Work item:
Write out all of the data again, exactly as it reads.

· · ·

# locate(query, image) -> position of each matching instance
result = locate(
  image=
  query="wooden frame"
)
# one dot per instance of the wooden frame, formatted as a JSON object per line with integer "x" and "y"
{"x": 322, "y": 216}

· · ·

Task response:
# locate(query, image) -> position of each matching instance
result = locate(
  image=
  query="wooden frame"
)
# one dot per instance of the wooden frame, formatted as a JSON object per line with integer "x" and "y"
{"x": 322, "y": 216}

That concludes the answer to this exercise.